### RECORDS TO USE:
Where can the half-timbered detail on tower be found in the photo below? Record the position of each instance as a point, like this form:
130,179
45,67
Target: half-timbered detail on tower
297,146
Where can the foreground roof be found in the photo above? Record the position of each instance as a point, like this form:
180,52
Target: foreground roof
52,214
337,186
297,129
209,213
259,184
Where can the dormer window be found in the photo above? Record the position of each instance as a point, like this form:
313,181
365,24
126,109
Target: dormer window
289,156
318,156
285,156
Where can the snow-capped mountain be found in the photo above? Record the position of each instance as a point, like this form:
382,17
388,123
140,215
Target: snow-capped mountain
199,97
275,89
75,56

### WHAT TO PRODUCE:
Using the entries above, return each line in which the word "form" occurs.

### RESULT:
Where can the half-timbered detail on tower be found in the photo below? Record the position of each instance as a point, like this form:
Where can the foreground roof be found in the photo above? Record the position of each instance as a point, like this form:
Where can the dormer window be found in the photo above? Record the position of each instance as a point, like this form:
Where can the snow-capped mountain be found in the photo above? Record the position of each instance as a point, like this form:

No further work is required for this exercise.